The goal is to  learn a tabular data representation in an unsupervised or self-supervised such that the learnt representations can be good at the classification task.

Adapted from [pytorch implementation of SCARF](https://github.com/clabrugere/pytorch-scarf/tree/master).

In [48]:
# importing packages
import torch
import torch.nn as nn
import numpy as np
import pandas as pd
import random
import os
from torch.utils.data import Dataset, DataLoader
from torch.optim import Adam
from sklearn.metrics import (ConfusionMatrixDisplay, classification_report,
                             confusion_matrix)
from sklearn.model_selection import train_test_split
from sklearn.preprocessing import StandardScaler
from tqdm.auto import tqdm
from scarf import scarf_model, loss

In [9]:
# check the current directory, set it as scarf
if os.getcwd()!= '/home/trips/ContrastiveLearning_Tutorial/scarf':  # replace the path with your local path
    os.chdir('/home/trips/ContrastiveLearning_Tutorial/scarf')
print("Current working directory is : ", os.getcwd())

Current working directory is :  /home/trips/ContrastiveLearning_Tutorial/scarf


In [38]:
# function for initial loading and processing of the dataset
def load_dataset(dataset):
    data_file = os.path.join('../Small_datasets', dataset, dataset + ".csv")
    df = pd.read_csv(data_file)
    
    # convert the target into numeric
    df.loc[df['class']=='P','class']=1
    df.loc[df['class']=='H','class']=0
    
    data, target = df.iloc[:,1:], df.iloc[:,-1]  # first column is the id and last column is the target


    train_data, test_data, train_target, test_target = train_test_split(
        data, 
        target, 
        test_size=0.2, 
        stratify=target, 
        random_state=seed
    )

    # preprocess
    constant_cols = [c for c in train_data.columns if train_data[c].nunique() == 1]
    train_data.drop(columns=constant_cols, inplace=True)

━━━━

* **Short task 1**:
Count the lines of the records that contain the string "stone" and give only that number.
The records are unrelated to the notebook excerpt.

━━━━

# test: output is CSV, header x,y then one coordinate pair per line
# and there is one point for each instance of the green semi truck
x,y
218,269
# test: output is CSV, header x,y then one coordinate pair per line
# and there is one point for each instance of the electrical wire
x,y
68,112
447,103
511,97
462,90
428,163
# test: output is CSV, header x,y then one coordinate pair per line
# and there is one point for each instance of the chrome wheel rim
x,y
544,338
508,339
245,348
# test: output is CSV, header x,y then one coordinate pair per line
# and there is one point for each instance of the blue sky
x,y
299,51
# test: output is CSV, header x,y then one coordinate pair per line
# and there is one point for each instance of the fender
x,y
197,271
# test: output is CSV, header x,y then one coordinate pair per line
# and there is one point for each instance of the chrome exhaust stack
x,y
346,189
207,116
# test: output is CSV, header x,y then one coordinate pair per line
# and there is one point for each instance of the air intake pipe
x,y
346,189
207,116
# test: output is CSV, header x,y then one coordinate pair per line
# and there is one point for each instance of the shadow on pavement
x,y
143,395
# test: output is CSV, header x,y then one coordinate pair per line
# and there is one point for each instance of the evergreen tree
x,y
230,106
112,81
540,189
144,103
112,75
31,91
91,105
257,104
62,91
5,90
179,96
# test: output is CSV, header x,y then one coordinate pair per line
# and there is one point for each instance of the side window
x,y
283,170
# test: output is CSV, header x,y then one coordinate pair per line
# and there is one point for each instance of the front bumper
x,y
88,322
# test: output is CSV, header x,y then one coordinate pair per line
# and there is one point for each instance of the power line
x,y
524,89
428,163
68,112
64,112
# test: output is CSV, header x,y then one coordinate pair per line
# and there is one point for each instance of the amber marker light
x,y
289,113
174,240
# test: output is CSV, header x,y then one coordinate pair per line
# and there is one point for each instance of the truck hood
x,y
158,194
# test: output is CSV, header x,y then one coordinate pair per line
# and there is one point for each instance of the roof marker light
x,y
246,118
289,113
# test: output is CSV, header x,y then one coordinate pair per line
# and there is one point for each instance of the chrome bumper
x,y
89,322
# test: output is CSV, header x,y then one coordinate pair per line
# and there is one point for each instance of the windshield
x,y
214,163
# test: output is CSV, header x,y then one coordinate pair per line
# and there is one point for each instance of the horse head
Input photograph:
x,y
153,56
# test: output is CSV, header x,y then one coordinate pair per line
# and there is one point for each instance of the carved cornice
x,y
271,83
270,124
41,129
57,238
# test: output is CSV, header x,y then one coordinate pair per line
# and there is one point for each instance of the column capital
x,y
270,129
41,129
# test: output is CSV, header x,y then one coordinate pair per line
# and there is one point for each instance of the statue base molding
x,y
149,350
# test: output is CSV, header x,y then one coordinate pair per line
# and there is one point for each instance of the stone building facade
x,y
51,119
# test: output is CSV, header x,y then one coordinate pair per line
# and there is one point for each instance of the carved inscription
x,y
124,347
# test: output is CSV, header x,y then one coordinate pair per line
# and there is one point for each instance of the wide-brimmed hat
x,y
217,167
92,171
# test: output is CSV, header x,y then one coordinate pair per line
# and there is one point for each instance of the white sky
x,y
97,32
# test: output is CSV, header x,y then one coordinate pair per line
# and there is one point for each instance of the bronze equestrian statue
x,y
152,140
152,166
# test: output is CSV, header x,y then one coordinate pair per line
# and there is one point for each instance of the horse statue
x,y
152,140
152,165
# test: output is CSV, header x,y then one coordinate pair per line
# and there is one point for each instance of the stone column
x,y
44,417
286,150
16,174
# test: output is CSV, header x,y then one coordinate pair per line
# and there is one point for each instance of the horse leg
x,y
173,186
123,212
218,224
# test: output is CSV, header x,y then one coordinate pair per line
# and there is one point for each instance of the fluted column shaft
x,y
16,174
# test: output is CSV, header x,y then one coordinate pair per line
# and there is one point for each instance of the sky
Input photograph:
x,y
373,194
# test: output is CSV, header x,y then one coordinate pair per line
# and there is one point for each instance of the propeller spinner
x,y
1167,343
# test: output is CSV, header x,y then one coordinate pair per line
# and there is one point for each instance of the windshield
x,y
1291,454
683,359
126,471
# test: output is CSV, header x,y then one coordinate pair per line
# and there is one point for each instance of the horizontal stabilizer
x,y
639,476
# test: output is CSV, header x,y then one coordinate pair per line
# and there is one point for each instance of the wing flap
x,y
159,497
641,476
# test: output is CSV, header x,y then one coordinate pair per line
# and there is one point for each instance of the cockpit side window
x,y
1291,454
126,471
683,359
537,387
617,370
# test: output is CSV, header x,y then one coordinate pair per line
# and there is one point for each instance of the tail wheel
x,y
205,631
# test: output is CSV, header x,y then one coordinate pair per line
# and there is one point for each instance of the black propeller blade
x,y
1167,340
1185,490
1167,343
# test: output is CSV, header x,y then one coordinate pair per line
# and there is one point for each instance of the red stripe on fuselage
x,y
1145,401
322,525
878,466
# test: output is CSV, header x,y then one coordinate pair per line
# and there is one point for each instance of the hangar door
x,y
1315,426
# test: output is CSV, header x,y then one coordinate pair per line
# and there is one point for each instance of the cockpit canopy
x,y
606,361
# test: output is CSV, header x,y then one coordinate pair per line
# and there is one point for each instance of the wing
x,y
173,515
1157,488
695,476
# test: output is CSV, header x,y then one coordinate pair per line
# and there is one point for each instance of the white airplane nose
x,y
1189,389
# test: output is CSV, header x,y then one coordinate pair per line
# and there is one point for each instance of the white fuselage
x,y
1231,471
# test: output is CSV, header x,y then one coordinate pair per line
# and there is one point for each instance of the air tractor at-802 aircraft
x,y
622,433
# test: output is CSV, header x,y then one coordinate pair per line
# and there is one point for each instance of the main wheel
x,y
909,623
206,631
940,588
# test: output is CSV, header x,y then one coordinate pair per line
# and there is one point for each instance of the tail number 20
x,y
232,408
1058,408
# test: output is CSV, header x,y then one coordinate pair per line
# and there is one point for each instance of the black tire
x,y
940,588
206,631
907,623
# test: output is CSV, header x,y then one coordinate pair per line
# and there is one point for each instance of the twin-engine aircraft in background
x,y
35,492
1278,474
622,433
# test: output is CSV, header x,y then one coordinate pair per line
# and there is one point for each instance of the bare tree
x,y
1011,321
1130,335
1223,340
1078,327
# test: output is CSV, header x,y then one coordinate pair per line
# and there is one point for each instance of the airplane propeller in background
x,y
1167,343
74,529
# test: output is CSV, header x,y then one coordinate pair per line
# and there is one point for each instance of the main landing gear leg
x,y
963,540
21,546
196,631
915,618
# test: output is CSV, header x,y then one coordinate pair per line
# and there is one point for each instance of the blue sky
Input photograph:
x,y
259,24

━━━━

* **Short task 2**:
In the notebook excerpt, what test size is passed to train_test_split?

* **Exercise answer 1**:
2

* **Exercise answer 2**:
0.2